▸ ARTICLE:

◇ ◇ ◇

COUR D'APPEL
DE
VERSAILLES
Code nac 80C
6ème chambre
ARRÊT N°
CONTRADICTOIRE
DU 09 JUILLET 2013
R.G. N° 13/00946
AFFAIRE
Daniel Z
C/
SAS MAGUIN
Décision déférée à la cour Jugement rendu le 22 Janvier 2013 par le Conseil de Prud'hommes - Formation paritaire de DREUX
Section Encadrement
N° RG F12/00041
Copies exécutoires délivrées à
SCP NOMBLOT LEROY ROMEUF
SCP VACCARO ET ASSOCIÉS
Copies certifiées conformes délivrées à
Daniel Z
SAS MAGUIN
le
RÉPUBLIQUE FRANÇAISE
AU NOM DU PEUPLE FRANÇAIS
LE NEUF JUILLET DEUX MILLE TREIZE,
La cour d'appel de VERSAILLES, a rendu l'arrêt suivant dans l'affaire entre
Monsieur Daniel Z
FRETIGNY
Comparant
Assisté de Me Sylvie LEROY membre de la SCP NOMBLOT LEROY ROMEUF, avocats au barreau de CHARTRES
APPELANT
****************
SAS MAGUIN
CHARMES
Comparante en la personne de M. Pierre ..., directeur des ressources humaines, en vertu d'un pouvoir de M. Jérôme ..., président, en date du 15 mai 2013
Assistée de Me François VACCARO membre de la SCP VACCARO ET ASSOCIÉS, avocats au barreau de TOURS
INTIMÉE
****************
Composition de la cour
En application des dispositions de l'article 945-1 du code de procédure civile, l'affaire a été débattue le 24 Mai 2013, en audience publique, les parties ne s'y étant pas opposées, devant Madame Mariella LUXARDO, Conseiller chargé d'instruire l'affaire.
Ce magistrat a rendu compte des plaidoiries dans le délibéré de la cour, composée de
Madame Marie-Paule DESCARD-MAZABRAUD, président,
Madame Mariella LUXARDO, conseiller,
Madame Pascale LOUÉ WILLIAUME, conseiller,
Greffier, lors des débats Madame Sabine MARÉVILLE,
FAITS ET PROCÉDURE
Par jugement rendu le 22 janvier 2013, dans un litige opposant Monsieur Z et la société MAGUIN, le conseil de prud'hommes de DREUX a
DIT que le licenciement de Monsieur Z repose sur une faute grave,
En conséquence,
REJETÉ l'intégralité de ses demandes afférentes à la rupture du contrat,
REJETÉ la demande en rappel sur commissions,
S'EST DÉCLARÉ incompétent sur la demande reconventionnelle de la SAS MAGUIN pour détention d'informations confidentielles par Monsieur Z et sur les dommages intérêts à raison de cet acte considéré déloyal et fautif et invite l'entreprise à saisir la juridiction compétente,
CONDAMNÉ Monsieur Z aux éventuels dépens de l'instance.

◇ ◇ ◇

▸ INFORMATIONS EXTRAITES:

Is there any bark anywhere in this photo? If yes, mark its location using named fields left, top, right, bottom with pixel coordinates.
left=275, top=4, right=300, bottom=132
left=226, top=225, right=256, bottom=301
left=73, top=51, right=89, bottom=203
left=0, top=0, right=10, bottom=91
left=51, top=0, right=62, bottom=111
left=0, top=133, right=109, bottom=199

◇ ◇ ◇

▸ CONSIGNE: D'après l'arrêt, quels magistrats composaient la cour lors du délibéré ? Donnez la fonction de chacun. Les lignes ne jouent ici aucun rôle.

▸ RÉPONSE CORRECTE:
- Madame Marie-Paule DESCARD-MAZABRAUD, président
- Madame Mariella LUXARDO, conseiller
- Madame Pascale LOUÉ WILLIAUME, conseiller